> _AUFGABENLISTE_
1. Beantworten Sie anhand des Textes über den Film „Lincoln“ die folgenden Fragen:
(a) Mit welchen beiden früheren Filmen hat sich Steven Spielberg bereits mit der Sklaverei beschäftigt?
(b) Welcher Schauspieler verkörpert den Außenminister William Seward?
(c) Auf welches Sachbuch stützte sich Tony Kushner beim Drehbuch?
2. Schreiben Sie den Text über den Film „Lincoln“ im Anschluss an seinen letzten Satz weiter.

> _TEXT_
- - -

Lincoln

Steven Spielberg hat sich bereits mit seinen Werken „Die Farbe Lila“ (1985) und „Amistad“ (1997) mit der Sklaverei beschäftigt und dabei eine sehr humanistische Botschaft vermittelt. Mit „Lincoln“ folgte 2012 – unmittelbar nach Barack Obamas Wiederwahl zum US-Präsidenten – eine weitere Auseinandersetzung mit dem Thema, allerdings nicht von einer so persönlichen Perspektive der Betroffenen, sondern auf der rein politischen Ebene, die vor allem auf das politische Vermächtnis des 16. Präsidenten der Vereinigten Staaten von Amerika, Abraham Lincoln, heruntergebrochen wird.
Lincolns von 1861 bis zu seinem Tod am 15. April 1865 andauernde Präsidentschaft war vor allem von einem großen Thema bestimmt: Mit der Wahl des bekennenden republikanischen Sklavereigegners haben sich insgesamt elf sklavenhaltende Südstaaten von der Union losgesagt und mit den Konföderierten Staaten von Amerika einen eigenen Staatenbund gegründet, gegen die Lincoln mit den verbliebenen Nordstaaten in den sogenannten Sezessionskrieg gezogen ist. Der 1864 wiedergewählte US-Präsident Lincoln (Daniel Day-Lewis) setzt alles daran, nicht nur den Krieg zu beenden und die Bundesstaaten wieder zu vereinen, sondern auch die Sklaverei abzuschaffen, wofür er den 13. Zusatzartikel noch vor Kriegsende zur Verfassung zur Abstimmung durch den Kongress bringen will. Allerdings bleiben ihm dafür nur wenige Wochen Zeit, um die nötige Zwei-Drittelmehrheit im Repräsentantenhaus zu erreichen. Dazu müssen nicht nur die Gegner in den eigenen Reihen überzeugt werden, sondern auch einige Abgeordnete der Demokraten. Die Abstimmung gestaltet sich auch deshalb schwierig, weil im Kabinett vor allem darum gekämpft wird, den Bürgerkrieg zu beenden, notfalls auch bei Beibehaltung der Sklaverei. Zusammen mit seinem skeptischen Außenminister William Seward (David Strathairn) beginnt Lincoln die Jagd auf Stimmen, wobei seine Handlanger auch vor unlauteren Mitteln nicht zurückschrecken und die entscheidenden Kandidaten mit der Besetzung öffentlicher Ämter bestechen. Dagegen gehen dem Abgeordneten Thaddeus Stevens (Tommy Lee Jones), der mit seiner schwarzen Haushälterin in heimlicher Ehe lebt, Lincolns Bemühungen noch nicht weit genug. Auch in Lincolns Privatleben braut sich ein Unheil zusammen: Nachdem Lincoln und seine Frau Mary (Sally Field) bereits einen Sohn im Krieg verloren haben, wollen nicht zulassen, dass auch ihr Sohn Robert (Joseph Gordon-Levitt) sein Studium abbricht, um in den Krieg zu ziehen …
Es war ein lange gehegtes Traumprojekt von Steven Spielberg, das Leben von Abraham Lincoln zu verfilmen, der fraglos zu den bemerkenswertesten und wichtigsten Präsidenten der USA zählt und vor allem durch die Abschaffung der Sklaverei in Erinnerung bleiben wird. Doch nachdem Liam Neeson („Schindlers Liste“) sich offenbar zu alt für diese Rolle gefühlt hatte und ein ursprünglicher Drehbuchentwurf von John Logan („Aviator“, „James Bond 007: Skyfall“) Lincolns Leben von Beginn an abgebildet hatte, konzentrierte sich Tony Kushner („München“) letztlich nur auf die entscheidenden letzten Jahre in Lincolns Leben, bevor er als erste US-amerikanischer Präsident einem Attentat zum Opfer fiel. Er stützte sich dabei auf Doris Kearns Goodwins Sachbuch „Team of Rivals: The Political Genius of Abraham Lincoln“ und bringt gekonnt das unermüdliche Ringen des Präsidenten um die Durchsetzung des Themas zum Ausdruck, das ihm während seiner Amtszeit besonders am Herzen lag.

- - -

> _ROHDATEN_
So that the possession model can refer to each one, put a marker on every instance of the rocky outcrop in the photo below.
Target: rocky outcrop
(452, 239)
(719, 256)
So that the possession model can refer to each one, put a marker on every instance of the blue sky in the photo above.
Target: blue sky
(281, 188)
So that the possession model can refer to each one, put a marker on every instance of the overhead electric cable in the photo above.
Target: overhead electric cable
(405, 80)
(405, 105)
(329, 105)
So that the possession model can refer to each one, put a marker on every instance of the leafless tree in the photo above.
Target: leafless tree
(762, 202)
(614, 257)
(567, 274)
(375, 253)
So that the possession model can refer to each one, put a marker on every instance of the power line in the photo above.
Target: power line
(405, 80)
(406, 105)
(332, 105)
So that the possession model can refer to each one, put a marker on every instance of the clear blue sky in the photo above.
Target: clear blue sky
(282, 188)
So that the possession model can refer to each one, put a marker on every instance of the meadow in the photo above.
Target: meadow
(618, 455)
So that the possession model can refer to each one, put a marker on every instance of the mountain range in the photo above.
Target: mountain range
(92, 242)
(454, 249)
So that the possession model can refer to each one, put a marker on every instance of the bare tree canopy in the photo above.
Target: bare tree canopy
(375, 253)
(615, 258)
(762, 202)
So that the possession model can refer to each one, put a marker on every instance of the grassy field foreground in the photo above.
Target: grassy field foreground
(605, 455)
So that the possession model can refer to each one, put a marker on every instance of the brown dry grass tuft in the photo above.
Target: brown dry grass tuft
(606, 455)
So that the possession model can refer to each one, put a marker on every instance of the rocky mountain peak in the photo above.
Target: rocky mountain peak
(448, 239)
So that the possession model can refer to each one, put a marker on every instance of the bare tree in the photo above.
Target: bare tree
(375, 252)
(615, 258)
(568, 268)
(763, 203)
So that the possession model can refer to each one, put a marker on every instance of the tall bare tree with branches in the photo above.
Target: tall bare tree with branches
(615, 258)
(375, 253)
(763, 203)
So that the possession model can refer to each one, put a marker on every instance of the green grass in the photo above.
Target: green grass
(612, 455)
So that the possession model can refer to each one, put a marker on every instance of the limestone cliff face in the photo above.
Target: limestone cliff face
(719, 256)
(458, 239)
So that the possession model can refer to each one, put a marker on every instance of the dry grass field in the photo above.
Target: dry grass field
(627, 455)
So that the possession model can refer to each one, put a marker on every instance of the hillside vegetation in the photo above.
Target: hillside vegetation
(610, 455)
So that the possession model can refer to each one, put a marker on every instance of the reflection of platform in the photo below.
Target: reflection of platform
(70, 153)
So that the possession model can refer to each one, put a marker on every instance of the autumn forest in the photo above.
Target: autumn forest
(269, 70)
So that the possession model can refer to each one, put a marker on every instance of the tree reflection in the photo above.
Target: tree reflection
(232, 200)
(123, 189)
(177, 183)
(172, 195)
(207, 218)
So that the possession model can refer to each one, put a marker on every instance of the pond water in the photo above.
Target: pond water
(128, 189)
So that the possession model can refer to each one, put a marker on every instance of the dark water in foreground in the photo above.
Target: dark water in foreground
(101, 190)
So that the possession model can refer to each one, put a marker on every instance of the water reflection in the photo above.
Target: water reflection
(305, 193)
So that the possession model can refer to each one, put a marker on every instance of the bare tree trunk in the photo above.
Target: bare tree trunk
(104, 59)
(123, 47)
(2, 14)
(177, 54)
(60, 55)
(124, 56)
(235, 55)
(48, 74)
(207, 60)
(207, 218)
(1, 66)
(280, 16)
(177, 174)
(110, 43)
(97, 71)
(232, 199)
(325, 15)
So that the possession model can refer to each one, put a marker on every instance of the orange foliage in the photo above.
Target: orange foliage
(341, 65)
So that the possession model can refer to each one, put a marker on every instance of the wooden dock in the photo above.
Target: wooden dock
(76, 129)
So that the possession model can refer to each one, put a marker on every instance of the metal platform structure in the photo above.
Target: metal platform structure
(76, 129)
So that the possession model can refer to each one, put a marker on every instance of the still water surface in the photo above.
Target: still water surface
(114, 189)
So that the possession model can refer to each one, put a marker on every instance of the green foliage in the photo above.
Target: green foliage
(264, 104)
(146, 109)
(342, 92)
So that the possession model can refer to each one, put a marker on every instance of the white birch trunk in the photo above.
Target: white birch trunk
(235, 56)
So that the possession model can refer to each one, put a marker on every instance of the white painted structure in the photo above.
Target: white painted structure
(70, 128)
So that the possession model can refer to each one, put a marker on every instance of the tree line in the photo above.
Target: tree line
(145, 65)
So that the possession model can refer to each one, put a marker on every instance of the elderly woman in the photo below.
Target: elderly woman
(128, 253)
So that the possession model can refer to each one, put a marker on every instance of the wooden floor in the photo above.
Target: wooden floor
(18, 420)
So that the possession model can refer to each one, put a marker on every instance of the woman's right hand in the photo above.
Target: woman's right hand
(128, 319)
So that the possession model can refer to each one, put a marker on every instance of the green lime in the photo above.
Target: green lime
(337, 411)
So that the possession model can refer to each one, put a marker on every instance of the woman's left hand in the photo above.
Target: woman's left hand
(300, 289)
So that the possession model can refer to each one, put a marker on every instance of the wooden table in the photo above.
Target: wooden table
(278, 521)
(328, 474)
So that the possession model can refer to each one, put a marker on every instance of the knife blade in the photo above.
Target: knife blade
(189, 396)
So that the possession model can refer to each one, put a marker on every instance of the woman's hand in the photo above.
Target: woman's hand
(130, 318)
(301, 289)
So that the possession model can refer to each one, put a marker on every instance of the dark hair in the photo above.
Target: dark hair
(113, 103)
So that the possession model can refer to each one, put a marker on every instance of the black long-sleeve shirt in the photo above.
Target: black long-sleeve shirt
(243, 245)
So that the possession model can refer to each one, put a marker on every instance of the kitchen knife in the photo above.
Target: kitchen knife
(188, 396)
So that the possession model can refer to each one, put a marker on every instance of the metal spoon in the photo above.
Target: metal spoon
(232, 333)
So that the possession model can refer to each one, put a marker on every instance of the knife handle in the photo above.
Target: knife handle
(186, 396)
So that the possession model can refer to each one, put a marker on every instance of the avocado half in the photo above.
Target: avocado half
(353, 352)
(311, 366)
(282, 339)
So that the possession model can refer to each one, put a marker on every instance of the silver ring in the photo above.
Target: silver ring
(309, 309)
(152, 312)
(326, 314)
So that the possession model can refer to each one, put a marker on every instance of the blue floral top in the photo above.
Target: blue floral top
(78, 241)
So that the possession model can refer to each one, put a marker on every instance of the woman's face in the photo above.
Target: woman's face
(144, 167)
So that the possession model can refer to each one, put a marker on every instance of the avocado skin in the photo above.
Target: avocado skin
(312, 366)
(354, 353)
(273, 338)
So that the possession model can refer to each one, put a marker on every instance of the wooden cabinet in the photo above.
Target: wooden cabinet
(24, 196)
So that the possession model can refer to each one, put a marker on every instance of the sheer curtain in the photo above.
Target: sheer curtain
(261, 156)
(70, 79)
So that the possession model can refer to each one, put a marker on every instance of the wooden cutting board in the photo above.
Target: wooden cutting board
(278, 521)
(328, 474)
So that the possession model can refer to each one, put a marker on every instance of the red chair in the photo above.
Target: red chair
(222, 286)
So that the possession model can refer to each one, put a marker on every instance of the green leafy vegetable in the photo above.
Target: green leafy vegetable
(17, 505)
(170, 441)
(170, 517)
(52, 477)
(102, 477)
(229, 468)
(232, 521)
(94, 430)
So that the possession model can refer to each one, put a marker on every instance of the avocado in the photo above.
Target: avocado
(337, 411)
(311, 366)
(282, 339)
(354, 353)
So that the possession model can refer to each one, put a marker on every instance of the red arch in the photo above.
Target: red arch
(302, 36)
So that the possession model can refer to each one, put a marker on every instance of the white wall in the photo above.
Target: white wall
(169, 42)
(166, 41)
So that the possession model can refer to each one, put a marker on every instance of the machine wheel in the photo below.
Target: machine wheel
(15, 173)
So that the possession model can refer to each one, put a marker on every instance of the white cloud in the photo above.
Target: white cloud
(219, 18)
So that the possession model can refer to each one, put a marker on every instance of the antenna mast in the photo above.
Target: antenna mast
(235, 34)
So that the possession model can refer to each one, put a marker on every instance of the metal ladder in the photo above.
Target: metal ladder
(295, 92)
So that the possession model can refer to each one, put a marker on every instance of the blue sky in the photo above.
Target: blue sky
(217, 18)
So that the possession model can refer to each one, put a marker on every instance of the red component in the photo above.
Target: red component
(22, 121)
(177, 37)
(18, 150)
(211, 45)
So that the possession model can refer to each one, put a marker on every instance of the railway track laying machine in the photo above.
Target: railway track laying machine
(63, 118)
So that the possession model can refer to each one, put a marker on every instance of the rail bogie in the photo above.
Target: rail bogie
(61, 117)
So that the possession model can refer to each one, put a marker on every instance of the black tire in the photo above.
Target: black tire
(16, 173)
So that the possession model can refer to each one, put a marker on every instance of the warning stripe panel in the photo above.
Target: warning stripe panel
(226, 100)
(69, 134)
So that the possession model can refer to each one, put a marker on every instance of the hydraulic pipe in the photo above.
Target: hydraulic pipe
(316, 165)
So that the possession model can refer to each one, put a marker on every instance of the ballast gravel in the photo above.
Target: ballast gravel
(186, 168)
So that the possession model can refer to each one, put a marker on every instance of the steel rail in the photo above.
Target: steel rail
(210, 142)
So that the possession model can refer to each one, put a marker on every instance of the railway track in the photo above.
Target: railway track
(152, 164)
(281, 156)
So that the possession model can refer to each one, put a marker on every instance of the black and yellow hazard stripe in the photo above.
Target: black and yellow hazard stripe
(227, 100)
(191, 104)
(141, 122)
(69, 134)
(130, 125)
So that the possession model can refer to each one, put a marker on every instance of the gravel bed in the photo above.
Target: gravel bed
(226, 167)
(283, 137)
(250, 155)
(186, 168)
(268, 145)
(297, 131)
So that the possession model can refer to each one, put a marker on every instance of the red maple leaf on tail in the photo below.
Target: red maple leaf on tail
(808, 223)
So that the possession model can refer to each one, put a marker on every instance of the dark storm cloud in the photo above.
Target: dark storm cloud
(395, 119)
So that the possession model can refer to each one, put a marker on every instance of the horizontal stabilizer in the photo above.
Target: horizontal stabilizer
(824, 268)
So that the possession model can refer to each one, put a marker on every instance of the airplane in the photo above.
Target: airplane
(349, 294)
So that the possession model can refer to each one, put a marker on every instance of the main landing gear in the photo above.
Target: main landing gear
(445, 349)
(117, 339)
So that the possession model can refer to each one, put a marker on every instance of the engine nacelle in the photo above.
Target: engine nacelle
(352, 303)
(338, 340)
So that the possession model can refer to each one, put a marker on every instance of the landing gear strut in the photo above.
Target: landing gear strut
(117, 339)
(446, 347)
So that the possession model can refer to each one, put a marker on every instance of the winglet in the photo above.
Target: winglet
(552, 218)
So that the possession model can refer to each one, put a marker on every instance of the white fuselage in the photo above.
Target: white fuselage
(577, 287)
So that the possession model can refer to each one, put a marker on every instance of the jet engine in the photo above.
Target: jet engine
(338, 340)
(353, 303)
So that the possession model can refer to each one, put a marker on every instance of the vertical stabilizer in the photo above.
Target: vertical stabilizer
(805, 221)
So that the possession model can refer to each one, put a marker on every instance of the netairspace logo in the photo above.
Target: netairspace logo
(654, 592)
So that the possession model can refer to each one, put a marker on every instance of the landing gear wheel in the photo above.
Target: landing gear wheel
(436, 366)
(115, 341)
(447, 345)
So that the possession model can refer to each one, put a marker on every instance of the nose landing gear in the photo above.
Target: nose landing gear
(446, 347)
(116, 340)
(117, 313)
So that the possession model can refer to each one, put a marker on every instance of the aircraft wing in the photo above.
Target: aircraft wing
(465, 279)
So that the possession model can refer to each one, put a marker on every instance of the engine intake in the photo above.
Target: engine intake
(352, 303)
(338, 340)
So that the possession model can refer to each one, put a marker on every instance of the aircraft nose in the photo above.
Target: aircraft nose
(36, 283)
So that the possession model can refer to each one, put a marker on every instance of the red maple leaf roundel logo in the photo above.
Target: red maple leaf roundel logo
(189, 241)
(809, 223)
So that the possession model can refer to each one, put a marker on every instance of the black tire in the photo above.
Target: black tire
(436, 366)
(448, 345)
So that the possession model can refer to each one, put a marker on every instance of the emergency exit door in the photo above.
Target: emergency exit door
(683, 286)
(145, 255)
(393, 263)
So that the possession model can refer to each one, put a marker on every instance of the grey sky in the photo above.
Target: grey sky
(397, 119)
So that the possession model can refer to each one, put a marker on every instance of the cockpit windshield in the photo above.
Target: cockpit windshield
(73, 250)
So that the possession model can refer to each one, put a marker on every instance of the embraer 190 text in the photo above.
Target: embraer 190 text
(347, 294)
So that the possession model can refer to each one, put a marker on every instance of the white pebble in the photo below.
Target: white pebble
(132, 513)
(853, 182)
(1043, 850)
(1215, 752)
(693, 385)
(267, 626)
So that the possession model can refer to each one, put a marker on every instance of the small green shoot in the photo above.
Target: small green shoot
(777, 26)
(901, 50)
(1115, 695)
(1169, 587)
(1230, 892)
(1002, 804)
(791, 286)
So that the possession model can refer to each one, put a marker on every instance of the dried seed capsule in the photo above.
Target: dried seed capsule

- - -

> _SCHRIFTLICHE ANTWORTEN_
1.
(a) „Die Farbe Lila“ (1985) und „Amistad“ (1997)
(b) David Strathairn
(c) Doris Kearns Goodwins „Team of Rivals: The Political Genius of Abraham Lincoln“

2.
Steven Spielberg und sein Kameramann Janusz Kaminski fanden sehr düstere Bilder für die abgedunkelten Wohnräume und Büros, in denen Lincoln vor allem mit seinem Außenminister diskutierte, aber auch einfache Bürger empfing, um ihre Meinungen einzuholen und Sorgen anzuhören. Bereits die ersten Szenen, die das grausame Kampfgeschehen auf den schlammigen Schlachtfeldern und Lincolns Gespräche mit einfachen weißen wie schwarzen Soldaten einfangen, spielen sich ganz im Dunkeln ab und setzen so den Ton für dieses düstere Kapitel in der Geschichte der Vereinigten Staaten von Amerika.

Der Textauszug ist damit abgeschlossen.